- [TASK TO CARRY OUT]
Could you lay out the material from the line containing "Is any wristband" through the end as a Markdown table with the columns Row and Line, numbering each line and leaving out blank lines?

- [INPUT RECORDS]
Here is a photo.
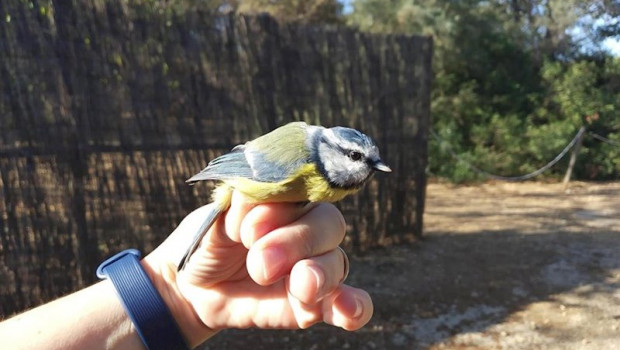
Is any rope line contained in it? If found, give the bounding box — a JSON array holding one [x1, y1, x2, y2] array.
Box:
[[588, 131, 620, 146], [429, 127, 586, 181]]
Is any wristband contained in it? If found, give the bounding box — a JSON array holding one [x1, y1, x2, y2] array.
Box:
[[97, 249, 189, 350]]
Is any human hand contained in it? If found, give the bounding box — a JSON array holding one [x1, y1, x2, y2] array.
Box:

- [COMPLETED EXERCISE]
| Row | Line |
|---|---|
| 1 | Is any wristband contained in it? If found, give the bounding box — a JSON array holding one [x1, y1, x2, y2] array. |
| 2 | Box: |
| 3 | [[97, 249, 189, 350]] |
| 4 | Is any human hand contained in it? If found, give the bounding box — a JSON array holding one [x1, y1, x2, y2] array. |
| 5 | Box: |